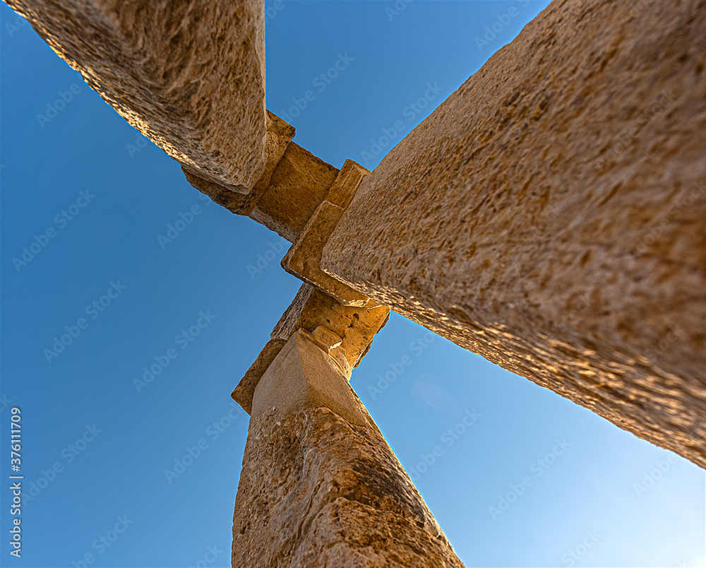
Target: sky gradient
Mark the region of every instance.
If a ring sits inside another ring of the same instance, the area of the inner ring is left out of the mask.
[[[268,2],[268,108],[372,168],[547,4]],[[248,426],[229,395],[299,287],[288,244],[191,187],[5,4],[0,22],[0,564],[229,566]],[[467,566],[706,562],[704,471],[552,391],[396,314],[352,384]]]

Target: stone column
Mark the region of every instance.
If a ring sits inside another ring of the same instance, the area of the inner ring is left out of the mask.
[[[361,182],[330,276],[706,467],[706,2],[554,0]]]
[[[260,179],[266,161],[263,0],[8,4],[185,169],[244,194]]]
[[[337,338],[299,329],[257,384],[234,568],[462,567],[330,356]]]

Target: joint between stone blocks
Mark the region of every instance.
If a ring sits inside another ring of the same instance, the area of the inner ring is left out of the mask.
[[[345,306],[378,305],[367,296],[336,279],[321,268],[323,247],[343,216],[363,178],[370,174],[352,160],[347,160],[330,189],[299,237],[282,259],[282,267],[330,294]]]

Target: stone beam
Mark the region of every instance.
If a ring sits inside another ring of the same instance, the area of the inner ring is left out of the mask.
[[[8,0],[133,126],[248,193],[265,167],[263,0]]]
[[[554,0],[363,179],[330,276],[706,467],[706,3]]]
[[[303,330],[255,391],[232,565],[463,566],[345,375]]]
[[[311,334],[349,379],[389,317],[390,310],[384,307],[344,306],[318,288],[303,284],[231,396],[249,414],[258,384],[297,330]]]

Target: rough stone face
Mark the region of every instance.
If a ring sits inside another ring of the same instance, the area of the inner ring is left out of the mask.
[[[282,259],[282,267],[290,274],[321,288],[345,306],[365,306],[370,298],[322,271],[321,254],[344,209],[353,199],[362,179],[369,173],[370,170],[347,160],[326,199],[316,208]]]
[[[258,386],[233,516],[234,568],[462,567],[328,359],[298,333]],[[325,401],[340,413],[317,406]]]
[[[239,194],[225,186],[202,179],[188,170],[181,167],[184,177],[193,187],[211,198],[211,201],[225,207],[231,213],[250,215],[258,200],[270,185],[270,179],[285,150],[294,137],[295,130],[276,114],[267,111],[267,138],[265,141],[265,170],[252,190],[248,194]]]
[[[351,368],[355,368],[388,322],[390,310],[383,306],[371,308],[344,306],[328,294],[303,284],[292,304],[270,334],[273,339],[288,340],[298,329],[313,333],[326,327],[341,338],[341,347]]]
[[[247,193],[265,165],[262,0],[9,0],[186,170]]]
[[[249,414],[251,413],[255,389],[268,367],[287,341],[299,329],[316,333],[318,329],[328,329],[340,338],[336,353],[341,367],[350,370],[357,367],[368,353],[373,338],[387,323],[390,310],[379,306],[370,309],[341,305],[328,294],[309,284],[303,284],[292,304],[282,314],[270,339],[263,348],[255,362],[235,387],[231,396]]]
[[[706,2],[554,0],[364,179],[325,271],[706,466]]]
[[[328,193],[338,169],[292,143],[250,216],[294,242]]]

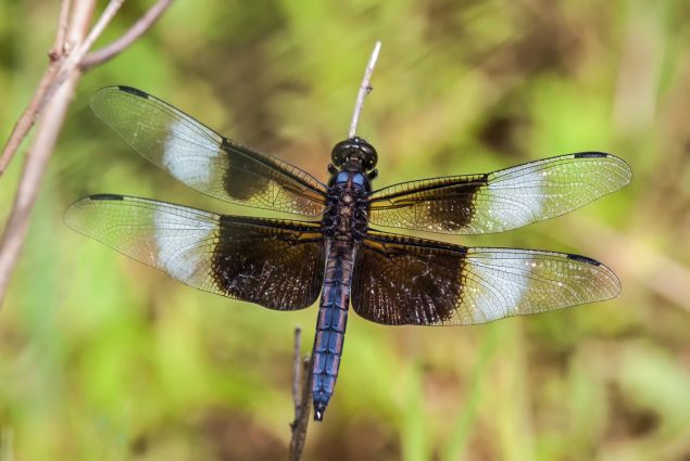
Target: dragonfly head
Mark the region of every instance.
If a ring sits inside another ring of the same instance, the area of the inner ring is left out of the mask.
[[[335,166],[342,168],[346,164],[362,165],[364,171],[371,171],[378,162],[376,149],[365,140],[359,137],[349,138],[340,141],[333,148],[330,154]]]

#### What is being asked:
Reproduce the data above with every occurrence of "Target" replaced by "Label" and all other text unchanged. Omit the pictures.

#### Exercise solution:
Label: sky gradient
Mark the region of every instance.
If a ring sits inside another ring of the same instance, the area of the inner ring is left out of the mask.
[[[268,2],[268,108],[372,168],[547,4]],[[248,426],[229,395],[299,287],[288,244],[191,187],[5,4],[0,22],[0,564],[229,566]],[[467,566],[706,562],[704,471],[552,391],[396,314],[352,384]]]

Label: stone column
Mark the region of every instance.
If a ring sits inside another ring of the same instance, the area of the inner ring is left out of the mask.
[[[361,182],[330,276],[706,467],[706,2],[554,0]]]
[[[260,179],[266,161],[263,0],[8,4],[185,169],[244,194]]]
[[[337,338],[299,329],[257,384],[234,568],[462,567],[330,356]]]

Label: joint between stone blocks
Mark the region of every instance.
If a ring sits inside another ring of the same instance, the area of the inner ring is left out of the mask.
[[[345,306],[378,305],[367,296],[336,279],[321,268],[323,247],[343,216],[363,178],[370,174],[352,160],[347,160],[330,189],[299,237],[282,259],[282,267],[330,294]]]

Label: stone beam
Mark the region of every instance.
If a ring sits inside another ring of the same instance, the area of the inner ring is left out of the mask.
[[[8,0],[133,126],[248,193],[265,167],[263,0]]]
[[[554,0],[363,179],[330,276],[706,467],[706,3]]]
[[[303,330],[255,391],[232,565],[463,566],[345,375]]]
[[[311,334],[349,379],[389,317],[390,310],[384,307],[344,306],[318,288],[303,284],[231,396],[249,414],[258,384],[297,330]]]

Label: rough stone face
Mark the region of every instance.
If a ring sits inside another ring of the same instance, the area of the inner ring is left out of the mask.
[[[282,259],[282,267],[290,274],[321,288],[345,306],[365,306],[370,298],[322,271],[321,254],[344,209],[353,199],[362,179],[369,173],[370,170],[347,160],[326,199],[316,208]]]
[[[258,386],[233,516],[234,568],[462,567],[328,359],[298,333]],[[325,401],[340,413],[317,406]]]
[[[239,194],[225,186],[202,179],[188,170],[181,167],[184,177],[193,187],[211,198],[211,201],[225,207],[231,213],[250,215],[258,200],[270,185],[270,179],[285,150],[294,137],[295,130],[276,114],[267,111],[267,138],[265,141],[265,170],[252,190],[248,194]]]
[[[351,368],[355,368],[388,322],[390,310],[383,306],[371,308],[344,306],[328,294],[303,284],[292,304],[270,334],[273,339],[288,340],[298,329],[313,333],[326,327],[341,338],[341,347]]]
[[[247,193],[265,165],[262,0],[9,0],[186,170]]]
[[[249,414],[251,413],[255,389],[268,367],[287,341],[299,329],[316,333],[318,329],[328,329],[340,338],[336,353],[341,367],[350,370],[357,367],[368,353],[373,338],[387,323],[390,310],[379,306],[370,309],[341,305],[328,294],[309,284],[303,284],[292,304],[282,314],[270,339],[263,348],[255,362],[235,387],[231,396]]]
[[[706,2],[554,0],[364,179],[325,271],[706,466]]]
[[[328,193],[338,169],[292,143],[250,216],[294,242]]]

Label: dragonfly head
Mark the region of every instance.
If a ring sits inside another ring of the same instance, the area of the inner ring is left out of the mask.
[[[335,166],[342,168],[346,164],[362,165],[364,171],[371,171],[378,162],[376,149],[365,140],[359,137],[349,138],[340,141],[333,148],[330,154]]]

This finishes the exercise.